- TASK OBJECTIVE
Reproduce all of the lines below word for word, leaving out the pictures.

-- Start INPUT RECORDS --

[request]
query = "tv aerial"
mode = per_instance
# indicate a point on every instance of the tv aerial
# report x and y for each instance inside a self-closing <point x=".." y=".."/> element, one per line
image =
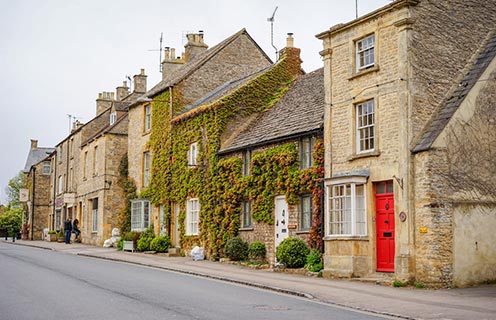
<point x="271" y="20"/>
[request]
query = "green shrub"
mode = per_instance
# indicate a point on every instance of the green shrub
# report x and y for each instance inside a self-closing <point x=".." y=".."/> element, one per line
<point x="160" y="244"/>
<point x="120" y="244"/>
<point x="257" y="251"/>
<point x="397" y="283"/>
<point x="292" y="252"/>
<point x="314" y="261"/>
<point x="236" y="249"/>
<point x="145" y="238"/>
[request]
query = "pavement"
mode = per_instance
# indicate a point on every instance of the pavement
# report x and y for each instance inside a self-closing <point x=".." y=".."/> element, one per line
<point x="404" y="303"/>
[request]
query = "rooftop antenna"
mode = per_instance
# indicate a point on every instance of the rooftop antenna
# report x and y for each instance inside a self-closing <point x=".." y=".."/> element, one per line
<point x="130" y="82"/>
<point x="160" y="53"/>
<point x="271" y="20"/>
<point x="72" y="118"/>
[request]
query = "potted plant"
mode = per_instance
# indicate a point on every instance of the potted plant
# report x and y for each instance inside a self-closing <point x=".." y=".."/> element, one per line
<point x="60" y="236"/>
<point x="52" y="236"/>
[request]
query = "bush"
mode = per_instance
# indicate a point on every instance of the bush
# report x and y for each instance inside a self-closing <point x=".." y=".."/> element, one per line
<point x="236" y="249"/>
<point x="120" y="244"/>
<point x="145" y="238"/>
<point x="292" y="252"/>
<point x="314" y="261"/>
<point x="257" y="251"/>
<point x="160" y="244"/>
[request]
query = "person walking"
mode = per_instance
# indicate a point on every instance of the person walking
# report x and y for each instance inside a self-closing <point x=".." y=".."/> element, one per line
<point x="76" y="230"/>
<point x="68" y="230"/>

-- End INPUT RECORDS --

- WRITTEN SOLUTION
[request]
query = "tv aerial"
mode = per_instance
# indicate a point on every instance of the tv aerial
# report x and y for each instance inside a self-closing <point x=".." y=".."/> element, one per line
image =
<point x="271" y="20"/>
[request]
query = "green shrub"
mode = per_instance
# indicate a point on every instance of the green shrub
# report x and y for each instance inside a self-closing <point x=".." y=".."/> element, one per line
<point x="160" y="244"/>
<point x="120" y="244"/>
<point x="257" y="251"/>
<point x="397" y="283"/>
<point x="292" y="252"/>
<point x="314" y="261"/>
<point x="236" y="249"/>
<point x="145" y="238"/>
[request]
query = "pavement"
mode = per_instance
# indicate a point on every instance of the pavement
# report x and y for each instance inside a self-closing <point x=".." y=".."/> element, one per line
<point x="404" y="303"/>
[request]
query = "rooftop antenna"
mode = per_instance
# indicate a point on every instance of the rooftop antenna
# report x and y for each instance inside a self-closing <point x=".." y=".."/> element, one per line
<point x="130" y="82"/>
<point x="160" y="53"/>
<point x="271" y="20"/>
<point x="72" y="118"/>
[request]
query = "potted plant"
mode = per_instance
# indicate a point on every instance of the potted plant
# report x and y for each instance inside a self-closing <point x=".." y=".."/> element, one per line
<point x="60" y="236"/>
<point x="52" y="236"/>
[request]
query = "bush"
mode = per_instance
# indicate a point on every instance of the bush
# report x and y for each instance inside a self-closing <point x=".." y=".."/> element, one per line
<point x="236" y="249"/>
<point x="120" y="244"/>
<point x="145" y="238"/>
<point x="292" y="252"/>
<point x="314" y="261"/>
<point x="257" y="251"/>
<point x="160" y="244"/>
[request]
query = "person walking"
mode = per_instance
# indicate a point on every instance of the person walking
# report x and y for each instance inside a self-closing <point x=".." y=".."/> element, one per line
<point x="76" y="230"/>
<point x="68" y="230"/>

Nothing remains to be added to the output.